▸ What you have to do
Could you copy everything in the 1900 music summary from "This is a summary" down to "by Ellen Wright.", switching "Charles Villiers Stanford" to "C. V. Stanford"?

This is a summary of 1900 in music in the United Kingdom.

Events
April – Charles Villiers Stanford resigns from the Irish Literary Society in protest at anti-monarchist sentiments expressed by W. B. Yeats.
3 October – Edward Elgar's The Dream of Gerontius receives its première in Birmingham.
25 June – Charles Villiers Stanford's cantata, The Last Post, is privately premièred at Buckingham Palace.
22 November – An honorary doctorate in music is conferred on Edward Elgar by the University of Cambridge, England
unknown date – Arnold Bax enters the Royal Academy of Music.

Popular music
"I Love You, Ma Cherie", words and music by Paul Rubens, music by Edward Elgar.
"Violets", words by Julian Fane, music by Ellen Wright.

Classical music: new works
Frederic Austin – Overture to Richard II, for orchestra
Rutland Boughton – The Chilterns, symphonic suite
Edward Elgar – The Dream of Gerontius
Joseph Holbrooke – The Raven
Gustav Holst – Symphony in F major "The Cotswolds" 
Hamish MacCunn – The Masque of War and Peace
Sir John Blackwood McEwen – Graih My Chree, Recitation Music for 2 violins, viola, cello, piano and percussion
Percy Pitt – Ballade for violin and orchestra
William Wallace – Jacobite Songs, for voice and orchestra

Opera
Kain, with music by Eugen d'Albert and libretto by Heinrich Bulthaupt (premièred in Berlin, Germany)

Musical theatre
3 February – The Messenger Boy, by James T. Tanner and Alfred Murray, with lyrics by Adrian Ross and Percy Greenbank, and music by Ivan Caryll and Lionel Monckton (additional numbers by Paul Rubens), opens at the Gaiety Theatre, and runs for 428 performances.

▸ Listing

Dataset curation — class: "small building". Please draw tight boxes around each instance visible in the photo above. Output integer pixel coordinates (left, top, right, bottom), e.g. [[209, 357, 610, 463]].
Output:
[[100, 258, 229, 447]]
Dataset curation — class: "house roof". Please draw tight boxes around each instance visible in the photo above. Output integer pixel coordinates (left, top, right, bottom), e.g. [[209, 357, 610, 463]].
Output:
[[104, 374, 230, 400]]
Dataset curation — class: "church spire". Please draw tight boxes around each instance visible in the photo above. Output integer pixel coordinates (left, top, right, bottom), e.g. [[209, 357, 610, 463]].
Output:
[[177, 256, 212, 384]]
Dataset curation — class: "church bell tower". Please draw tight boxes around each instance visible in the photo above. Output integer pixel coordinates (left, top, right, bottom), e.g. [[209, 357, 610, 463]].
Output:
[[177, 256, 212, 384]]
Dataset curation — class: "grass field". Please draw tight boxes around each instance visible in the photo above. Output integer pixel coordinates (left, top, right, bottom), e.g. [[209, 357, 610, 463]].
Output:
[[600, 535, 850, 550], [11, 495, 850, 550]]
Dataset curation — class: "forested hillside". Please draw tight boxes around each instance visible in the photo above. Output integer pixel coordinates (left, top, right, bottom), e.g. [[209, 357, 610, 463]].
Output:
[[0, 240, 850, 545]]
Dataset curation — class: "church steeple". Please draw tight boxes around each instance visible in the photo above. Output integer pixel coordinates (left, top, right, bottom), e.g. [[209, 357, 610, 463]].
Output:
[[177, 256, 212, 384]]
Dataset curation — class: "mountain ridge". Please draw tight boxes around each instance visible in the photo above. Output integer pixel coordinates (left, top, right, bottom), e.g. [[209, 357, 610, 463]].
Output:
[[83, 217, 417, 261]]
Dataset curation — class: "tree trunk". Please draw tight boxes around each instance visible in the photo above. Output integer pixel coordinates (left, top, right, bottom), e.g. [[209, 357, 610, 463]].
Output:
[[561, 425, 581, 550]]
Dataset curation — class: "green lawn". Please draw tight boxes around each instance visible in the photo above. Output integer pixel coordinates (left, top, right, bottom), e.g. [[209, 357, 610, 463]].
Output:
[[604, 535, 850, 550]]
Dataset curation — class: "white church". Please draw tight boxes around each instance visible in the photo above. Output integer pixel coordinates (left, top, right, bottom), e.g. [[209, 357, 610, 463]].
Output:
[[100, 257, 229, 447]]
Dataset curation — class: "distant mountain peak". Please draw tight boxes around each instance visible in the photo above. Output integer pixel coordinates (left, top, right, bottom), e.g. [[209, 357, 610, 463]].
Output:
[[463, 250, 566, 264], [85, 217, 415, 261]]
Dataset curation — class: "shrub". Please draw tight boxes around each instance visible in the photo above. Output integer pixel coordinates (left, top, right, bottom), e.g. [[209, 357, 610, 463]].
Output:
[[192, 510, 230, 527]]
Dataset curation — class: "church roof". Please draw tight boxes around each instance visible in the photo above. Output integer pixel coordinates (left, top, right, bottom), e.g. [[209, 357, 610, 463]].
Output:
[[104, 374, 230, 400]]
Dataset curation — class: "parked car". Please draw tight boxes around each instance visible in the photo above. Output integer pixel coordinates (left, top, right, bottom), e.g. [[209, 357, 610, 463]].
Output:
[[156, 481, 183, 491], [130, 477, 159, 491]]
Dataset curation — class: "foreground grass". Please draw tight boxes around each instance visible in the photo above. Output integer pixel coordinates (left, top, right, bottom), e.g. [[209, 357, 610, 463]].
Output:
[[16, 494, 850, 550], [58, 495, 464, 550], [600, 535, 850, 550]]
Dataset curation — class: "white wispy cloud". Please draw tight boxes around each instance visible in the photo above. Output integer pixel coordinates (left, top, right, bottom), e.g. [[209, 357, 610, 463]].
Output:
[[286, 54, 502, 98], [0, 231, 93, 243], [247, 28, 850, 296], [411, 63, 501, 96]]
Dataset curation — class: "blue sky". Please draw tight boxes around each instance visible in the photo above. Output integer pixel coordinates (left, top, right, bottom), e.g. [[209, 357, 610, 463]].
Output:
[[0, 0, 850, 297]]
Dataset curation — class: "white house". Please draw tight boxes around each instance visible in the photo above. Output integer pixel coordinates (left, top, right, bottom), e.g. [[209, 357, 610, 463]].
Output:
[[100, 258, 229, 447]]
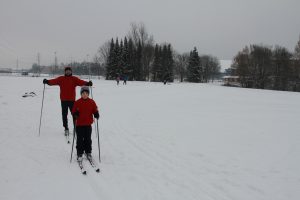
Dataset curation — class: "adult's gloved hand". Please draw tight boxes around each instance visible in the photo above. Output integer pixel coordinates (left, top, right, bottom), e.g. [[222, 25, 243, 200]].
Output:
[[85, 81, 93, 86]]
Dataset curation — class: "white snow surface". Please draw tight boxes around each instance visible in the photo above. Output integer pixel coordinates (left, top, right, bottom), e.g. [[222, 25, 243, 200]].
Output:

▸ Exercise response
This is a summary of 1900 in music in the United Kingdom.

Events
April – C. V. Stanford resigns from the Irish Literary Society in protest at anti-monarchist sentiments expressed by W. B. Yeats.
3 October – Edward Elgar's The Dream of Gerontius receives its première in Birmingham.
25 June – C. V. Stanford's cantata, The Last Post, is privately premièred at Buckingham Palace.
22 November – An honorary doctorate in music is conferred on Edward Elgar by the University of Cambridge, England
unknown date – Arnold Bax enters the Royal Academy of Music.

Popular music
"I Love You, Ma Cherie", words and music by Paul Rubens, music by Edward Elgar.
"Violets", words by Julian Fane, music by Ellen Wright.